Ilargi: As we are witnessing our coasts, our economies, our societies and the world as we've ever known it crumble, shatter and evaporate, it's high time to look beyond today, and towards the white swans we all know are out there approaching but prefer not to see.

Somewhat ironically, it may be the disaster called Deepwater Horizon, a name that will for future generations not just be mentioned in the same breath as Three Mile Island and Chernobyl, but many miles and way before them, that will tell the age old story of how an economical crisis driven too far inevitably must become a political one, once "our" politicians run out of excuses and, more importantly, other people’s money.

Those of you who're read me over the years are intimately familiar with the call, the prediction, the idea, the process, the cause and the effect. Those who haven't are welcome for the ride from here on in.

What we live today has long since ceased to be a financial crisis: it's all political now. A political apparatus that is wholly owned by the financial and corporate interests it’s legislated to control is bound to provide for a roller coaster that goes up and down for a while but must eventually end up in a place so down and deep and dark none of us have ever seen it, been there, nor would wish to . Which is where and why politics as we’ve come to know it is hell-bent to self-destruct. And what then?


Stoneleigh provides a peak into the inner workings:









Stoneleigh: On the Nature of Political Crisis


Given that we are facing not just a financial crisis, but a major political crisis, as Ilargi has pointed out many times, I thought it might be appropriate to explore the nature of politics - the art of the possible - in a little more depth . That will make the nature of political crisis much clearer.

To begin with, all human political structures, existing at all scales simultaneously, are essentially predatory. They exist to convey wealth and resources from the periphery to the centre, thereby enabling an enhanced level of socio-economic complexity. Each centre - whether municipal, regional, national or international - has its corresponding periphery – the region from which it can extract surpluses. (For more on this concept, see Entropy and Empire)

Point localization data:
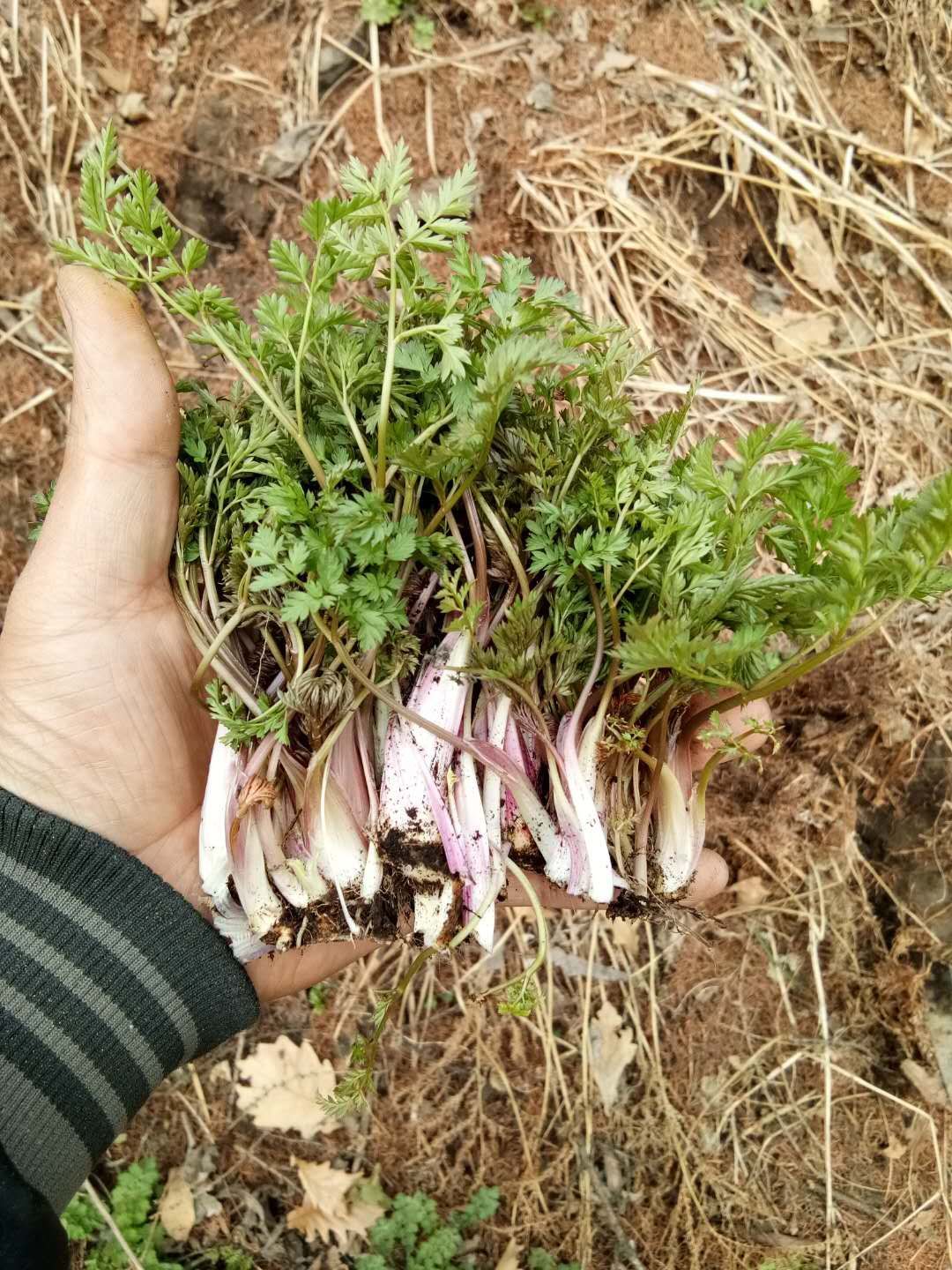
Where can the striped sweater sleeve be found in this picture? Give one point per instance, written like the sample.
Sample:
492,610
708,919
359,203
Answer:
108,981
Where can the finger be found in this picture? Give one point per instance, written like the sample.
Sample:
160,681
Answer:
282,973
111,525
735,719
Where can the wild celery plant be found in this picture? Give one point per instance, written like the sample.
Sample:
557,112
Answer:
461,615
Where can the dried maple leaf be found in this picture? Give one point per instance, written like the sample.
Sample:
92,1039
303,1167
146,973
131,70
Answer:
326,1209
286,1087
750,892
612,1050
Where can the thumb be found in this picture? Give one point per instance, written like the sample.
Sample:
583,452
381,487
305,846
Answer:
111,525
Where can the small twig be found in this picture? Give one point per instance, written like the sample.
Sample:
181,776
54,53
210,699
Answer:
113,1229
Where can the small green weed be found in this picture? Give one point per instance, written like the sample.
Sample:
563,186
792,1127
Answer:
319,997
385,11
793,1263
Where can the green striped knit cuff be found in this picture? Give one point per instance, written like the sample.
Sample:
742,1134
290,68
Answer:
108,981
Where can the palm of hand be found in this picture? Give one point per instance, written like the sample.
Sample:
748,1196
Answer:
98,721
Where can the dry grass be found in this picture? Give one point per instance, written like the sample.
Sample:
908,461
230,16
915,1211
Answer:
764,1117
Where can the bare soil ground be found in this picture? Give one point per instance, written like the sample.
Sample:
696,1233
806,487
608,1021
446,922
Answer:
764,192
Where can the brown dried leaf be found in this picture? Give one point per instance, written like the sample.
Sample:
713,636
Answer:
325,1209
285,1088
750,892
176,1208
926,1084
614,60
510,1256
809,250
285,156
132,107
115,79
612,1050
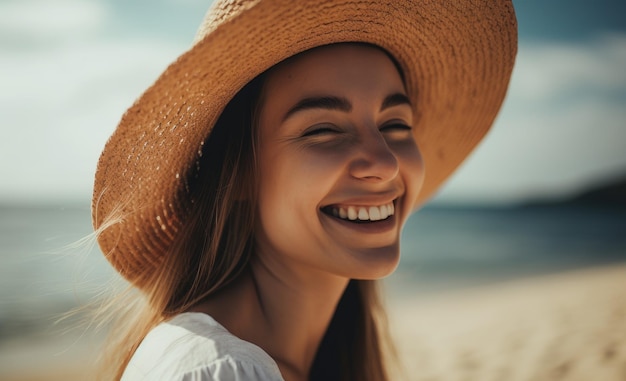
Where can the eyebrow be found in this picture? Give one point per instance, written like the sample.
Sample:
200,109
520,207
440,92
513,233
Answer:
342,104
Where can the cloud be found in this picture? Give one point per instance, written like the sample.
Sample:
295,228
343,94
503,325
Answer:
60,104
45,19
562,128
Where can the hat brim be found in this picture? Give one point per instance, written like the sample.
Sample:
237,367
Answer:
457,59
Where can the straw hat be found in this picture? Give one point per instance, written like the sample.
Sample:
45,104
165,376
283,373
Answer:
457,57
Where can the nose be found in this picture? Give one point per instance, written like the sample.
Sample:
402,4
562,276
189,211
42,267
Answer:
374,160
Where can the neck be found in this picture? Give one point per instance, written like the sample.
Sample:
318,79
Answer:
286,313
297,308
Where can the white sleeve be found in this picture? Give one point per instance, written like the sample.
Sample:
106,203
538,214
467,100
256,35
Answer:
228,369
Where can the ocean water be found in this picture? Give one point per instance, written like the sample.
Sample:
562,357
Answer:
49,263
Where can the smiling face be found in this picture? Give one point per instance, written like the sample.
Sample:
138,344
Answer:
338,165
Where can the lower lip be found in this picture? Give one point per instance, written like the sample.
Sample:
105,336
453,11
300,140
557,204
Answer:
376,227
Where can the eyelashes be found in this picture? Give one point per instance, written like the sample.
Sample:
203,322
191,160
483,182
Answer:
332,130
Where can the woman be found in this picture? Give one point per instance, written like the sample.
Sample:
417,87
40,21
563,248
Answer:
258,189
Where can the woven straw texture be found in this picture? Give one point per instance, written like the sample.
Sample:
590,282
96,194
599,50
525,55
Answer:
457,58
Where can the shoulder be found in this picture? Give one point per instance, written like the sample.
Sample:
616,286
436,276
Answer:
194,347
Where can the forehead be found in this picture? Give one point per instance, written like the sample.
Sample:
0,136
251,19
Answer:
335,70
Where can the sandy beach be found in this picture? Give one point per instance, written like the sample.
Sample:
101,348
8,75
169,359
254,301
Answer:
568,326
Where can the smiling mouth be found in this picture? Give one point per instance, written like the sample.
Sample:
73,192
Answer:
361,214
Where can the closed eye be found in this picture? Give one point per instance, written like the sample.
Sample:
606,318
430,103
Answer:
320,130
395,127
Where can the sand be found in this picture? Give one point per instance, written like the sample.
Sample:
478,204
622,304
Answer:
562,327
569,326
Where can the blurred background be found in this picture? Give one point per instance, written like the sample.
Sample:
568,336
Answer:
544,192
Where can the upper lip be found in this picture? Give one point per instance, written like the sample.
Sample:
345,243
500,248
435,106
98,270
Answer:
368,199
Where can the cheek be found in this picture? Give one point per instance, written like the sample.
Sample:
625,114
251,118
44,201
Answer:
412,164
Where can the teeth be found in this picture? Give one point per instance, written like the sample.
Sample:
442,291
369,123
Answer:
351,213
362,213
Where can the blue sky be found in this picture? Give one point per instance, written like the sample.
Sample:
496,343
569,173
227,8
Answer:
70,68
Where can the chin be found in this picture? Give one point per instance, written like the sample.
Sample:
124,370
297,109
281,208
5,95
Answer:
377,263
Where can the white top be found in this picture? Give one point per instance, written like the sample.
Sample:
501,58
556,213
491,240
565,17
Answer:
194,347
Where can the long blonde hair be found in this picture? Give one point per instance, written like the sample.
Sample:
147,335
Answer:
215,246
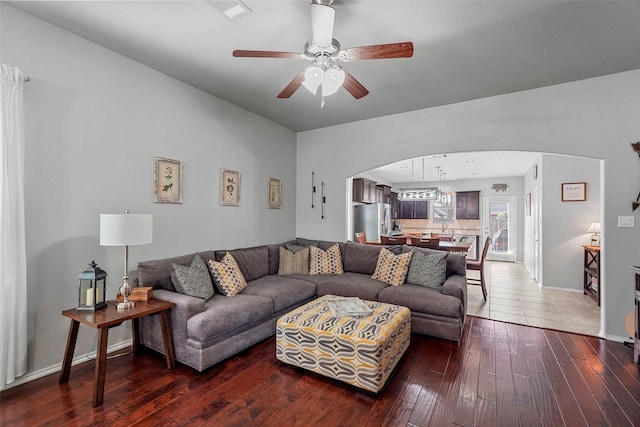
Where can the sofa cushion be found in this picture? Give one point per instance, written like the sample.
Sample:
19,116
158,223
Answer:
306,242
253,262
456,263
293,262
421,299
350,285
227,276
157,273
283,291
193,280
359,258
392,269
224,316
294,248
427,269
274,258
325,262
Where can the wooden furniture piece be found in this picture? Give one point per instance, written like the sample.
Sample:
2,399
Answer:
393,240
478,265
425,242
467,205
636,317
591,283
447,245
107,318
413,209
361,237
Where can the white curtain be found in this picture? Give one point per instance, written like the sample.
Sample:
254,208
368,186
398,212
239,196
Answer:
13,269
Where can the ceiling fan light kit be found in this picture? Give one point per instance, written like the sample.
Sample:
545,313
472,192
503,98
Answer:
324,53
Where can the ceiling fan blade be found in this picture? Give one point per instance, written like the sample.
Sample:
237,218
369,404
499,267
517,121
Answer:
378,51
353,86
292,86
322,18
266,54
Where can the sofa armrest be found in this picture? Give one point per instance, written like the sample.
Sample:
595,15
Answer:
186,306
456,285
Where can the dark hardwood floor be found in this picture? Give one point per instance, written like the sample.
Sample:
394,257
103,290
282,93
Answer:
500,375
==
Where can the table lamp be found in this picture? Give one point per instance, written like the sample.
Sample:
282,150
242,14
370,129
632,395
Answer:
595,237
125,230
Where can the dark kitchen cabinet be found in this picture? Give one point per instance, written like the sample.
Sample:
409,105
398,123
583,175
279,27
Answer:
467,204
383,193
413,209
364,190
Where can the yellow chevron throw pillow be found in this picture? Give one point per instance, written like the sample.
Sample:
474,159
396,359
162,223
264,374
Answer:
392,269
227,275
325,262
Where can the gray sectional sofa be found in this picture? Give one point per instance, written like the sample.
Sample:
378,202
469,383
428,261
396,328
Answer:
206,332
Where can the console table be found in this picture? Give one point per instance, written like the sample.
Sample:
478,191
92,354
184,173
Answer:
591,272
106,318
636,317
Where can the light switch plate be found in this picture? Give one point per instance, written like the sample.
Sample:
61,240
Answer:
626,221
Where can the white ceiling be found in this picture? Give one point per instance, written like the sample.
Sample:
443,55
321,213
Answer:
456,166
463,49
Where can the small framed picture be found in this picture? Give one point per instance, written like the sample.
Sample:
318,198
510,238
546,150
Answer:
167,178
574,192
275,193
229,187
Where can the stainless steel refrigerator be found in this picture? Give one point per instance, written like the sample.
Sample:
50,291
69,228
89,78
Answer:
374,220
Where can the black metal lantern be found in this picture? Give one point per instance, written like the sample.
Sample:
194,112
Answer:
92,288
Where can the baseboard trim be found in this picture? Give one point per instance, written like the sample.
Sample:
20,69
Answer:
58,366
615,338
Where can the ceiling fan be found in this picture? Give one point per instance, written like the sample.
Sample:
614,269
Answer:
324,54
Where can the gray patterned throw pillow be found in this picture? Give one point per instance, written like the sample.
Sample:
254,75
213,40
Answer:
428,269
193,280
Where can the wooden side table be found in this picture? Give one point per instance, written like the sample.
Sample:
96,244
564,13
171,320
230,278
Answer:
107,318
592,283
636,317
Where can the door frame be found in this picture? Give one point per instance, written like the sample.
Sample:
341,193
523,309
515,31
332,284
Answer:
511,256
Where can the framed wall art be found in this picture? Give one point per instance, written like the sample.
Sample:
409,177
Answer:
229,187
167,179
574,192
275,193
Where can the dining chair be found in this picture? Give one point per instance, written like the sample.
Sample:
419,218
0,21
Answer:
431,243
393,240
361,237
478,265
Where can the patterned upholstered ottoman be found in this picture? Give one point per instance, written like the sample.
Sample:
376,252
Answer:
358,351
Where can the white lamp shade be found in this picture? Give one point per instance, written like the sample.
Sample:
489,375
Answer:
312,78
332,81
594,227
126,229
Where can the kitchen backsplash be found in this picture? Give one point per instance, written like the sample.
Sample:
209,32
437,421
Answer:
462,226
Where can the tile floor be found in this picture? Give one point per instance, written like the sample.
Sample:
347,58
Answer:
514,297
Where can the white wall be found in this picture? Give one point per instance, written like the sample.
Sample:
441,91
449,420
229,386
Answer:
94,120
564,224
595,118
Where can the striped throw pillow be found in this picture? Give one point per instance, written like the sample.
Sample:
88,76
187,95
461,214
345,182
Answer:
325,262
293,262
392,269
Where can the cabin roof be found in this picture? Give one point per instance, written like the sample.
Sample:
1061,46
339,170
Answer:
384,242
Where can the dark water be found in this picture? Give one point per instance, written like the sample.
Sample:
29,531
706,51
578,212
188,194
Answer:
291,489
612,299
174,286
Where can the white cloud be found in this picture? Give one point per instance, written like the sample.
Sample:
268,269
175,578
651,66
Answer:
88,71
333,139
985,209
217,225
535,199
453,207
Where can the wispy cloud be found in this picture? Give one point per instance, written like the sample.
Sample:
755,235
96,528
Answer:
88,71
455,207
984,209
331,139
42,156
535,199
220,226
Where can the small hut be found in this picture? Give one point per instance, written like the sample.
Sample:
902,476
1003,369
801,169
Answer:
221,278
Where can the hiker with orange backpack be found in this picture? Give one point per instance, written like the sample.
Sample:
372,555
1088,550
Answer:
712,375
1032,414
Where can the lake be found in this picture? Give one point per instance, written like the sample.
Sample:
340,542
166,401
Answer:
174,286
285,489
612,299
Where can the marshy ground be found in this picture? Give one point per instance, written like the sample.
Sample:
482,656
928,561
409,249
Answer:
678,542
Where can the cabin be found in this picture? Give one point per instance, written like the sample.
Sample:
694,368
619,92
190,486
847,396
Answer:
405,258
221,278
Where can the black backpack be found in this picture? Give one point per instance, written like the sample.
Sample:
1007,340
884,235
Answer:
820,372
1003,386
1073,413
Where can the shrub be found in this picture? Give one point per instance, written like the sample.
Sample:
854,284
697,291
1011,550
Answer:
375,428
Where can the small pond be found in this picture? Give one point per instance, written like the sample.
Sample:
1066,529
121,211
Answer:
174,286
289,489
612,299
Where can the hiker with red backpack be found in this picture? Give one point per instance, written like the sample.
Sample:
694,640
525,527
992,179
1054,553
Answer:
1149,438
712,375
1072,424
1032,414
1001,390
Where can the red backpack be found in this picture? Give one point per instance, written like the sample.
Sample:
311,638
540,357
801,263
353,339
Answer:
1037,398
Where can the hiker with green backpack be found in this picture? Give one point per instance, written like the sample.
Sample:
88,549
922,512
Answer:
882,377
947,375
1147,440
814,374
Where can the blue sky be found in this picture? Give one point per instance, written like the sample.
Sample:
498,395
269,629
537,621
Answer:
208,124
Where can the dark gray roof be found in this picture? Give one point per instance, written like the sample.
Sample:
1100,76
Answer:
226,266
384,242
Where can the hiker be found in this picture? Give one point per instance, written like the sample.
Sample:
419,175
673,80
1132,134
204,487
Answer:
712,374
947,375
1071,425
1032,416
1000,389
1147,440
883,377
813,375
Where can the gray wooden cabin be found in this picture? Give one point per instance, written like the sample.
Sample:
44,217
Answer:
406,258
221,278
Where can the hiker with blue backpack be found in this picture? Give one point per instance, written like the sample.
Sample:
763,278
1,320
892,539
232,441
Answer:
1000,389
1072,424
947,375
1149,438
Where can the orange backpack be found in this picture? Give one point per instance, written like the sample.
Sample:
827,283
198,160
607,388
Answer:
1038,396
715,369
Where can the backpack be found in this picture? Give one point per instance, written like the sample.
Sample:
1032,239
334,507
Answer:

= Aim of the task =
In the text on political crisis, list every scale at which a political centre can exist.

= Reply to the exercise =
Municipal, regional, national, international